■ Предложенный фрагмент ■
-------
Действительно, гоголевская фраза не единожды отзывается эхом в репликах персонажей Достоевского. Вспомним размышления штабс-капитана в «Братьях Карамазовых»: «Пока живу я, кто-то меня, скверненького, кроме них, возлюбит? Великое это дело устроил Господь для каждого человека в моем роде-с. Ибо надобно, чтоб и человека в моем роде мог хоть кто-нибудь возлюбить-с…». Автор «Братьев Карамазовых» ратует за смирение любовное, так как «все за всех виноваты». Вот отчего Иван сознается Алеше: «Я никогда не мог понять, как можно любить своих ближних». Символичны также слова Грушеньки, пораженной сострадательной любовью Алеши: «– Я всю жизнь такого, как ты, ждала, знала, что кто-то такой придет и меня простит. Верила, что и меня кто-то полюбит, гадкую, не за один только срам!.. – Что я тебе такого сделал, – умиленно улыбаясь, отвечал Алеша, нагнувшись к ней и взяв ее за руки, – луковку я тебе подал, одну самую малую луковку, только, только! И, проговорив, сам заплакал».
-------
■ Задания ■
a - Определите, соответствуют ли фрагменту о Достоевском следующие утверждения: (i) Иван признается Алеше, что никогда не мог понять, как можно любить своих ближних; (ii) Алеша говорит Грушеньке, что подал ей две луковки; (iii) гоголевская фраза отзывается в репликах персонажей Достоевского лишь однажды. К каждому ответу «да» или «нет» приведите решающие слова фрагмента в точной цитате.
b - Продолжите фрагмент о Достоевском, начав сразу после его последнего предложения.
-------
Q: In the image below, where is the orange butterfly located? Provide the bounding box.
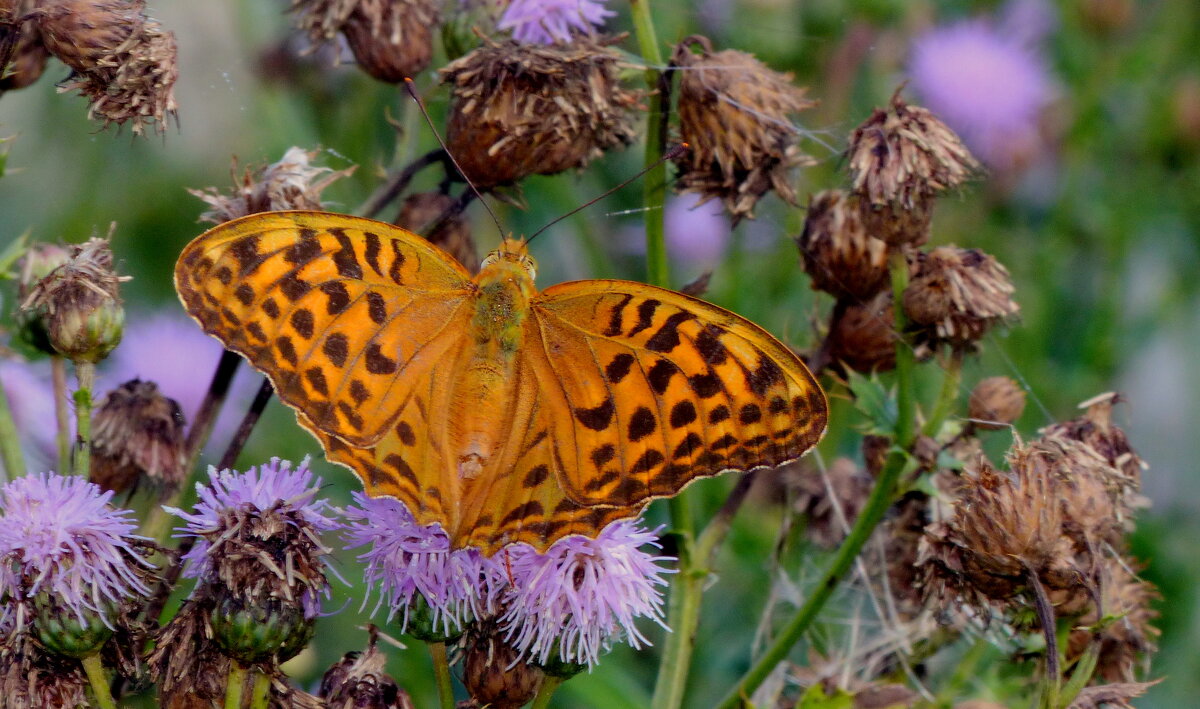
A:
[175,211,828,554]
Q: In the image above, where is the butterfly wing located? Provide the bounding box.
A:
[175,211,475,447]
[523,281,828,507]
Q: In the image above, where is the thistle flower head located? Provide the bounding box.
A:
-------
■ Ответы к заданиям ■
a -
(i) Да: «Я никогда не мог понять, как можно любить своих ближних».
(ii) Нет: «луковку я тебе подал, одну самую малую луковку».
(iii) Нет: «гоголевская фраза не единожды отзывается эхом в репликах персонажей Достоевского».

b -
О какой такой луковке говорят герои Достоевского? Ответ находим в басне, которую рассказывает Грушенька Алеше:

«Жила-была одна баба злющая-презлющая и померла. И не осталось после нее ни одной добродетели. Схватили ее черти и кинули в огненное озеро.
А ангел-хранитель ее стоит да и думает: какую бы мне такую добродетель ее припомнить, чтобы Богу сказать. Вспомнил и говорит Богу: она, говорит, в огороде луковку выдернула и нищенке подала.
И отвечает ему Бог: возьми ж ты, говорит, эту самую луковку, протяни ей в озеро, пусть ухватится и тянется, и коли вытянешь ее вон из озера, то пусть в рай идет, а оборвется луковка, то там и оставаться бабе, где теперь.
Побежал Ангел к бабе, протянул ей луковку: на, говорит, баба, схватись и тянись.

И стал он ее осторожно тянуть и уж всю было вытянул, да грешники прочие в озере, как увидали, что ее тянут вон, и стали все за нее хвататься, чтоб и их вместе с нею вытянули.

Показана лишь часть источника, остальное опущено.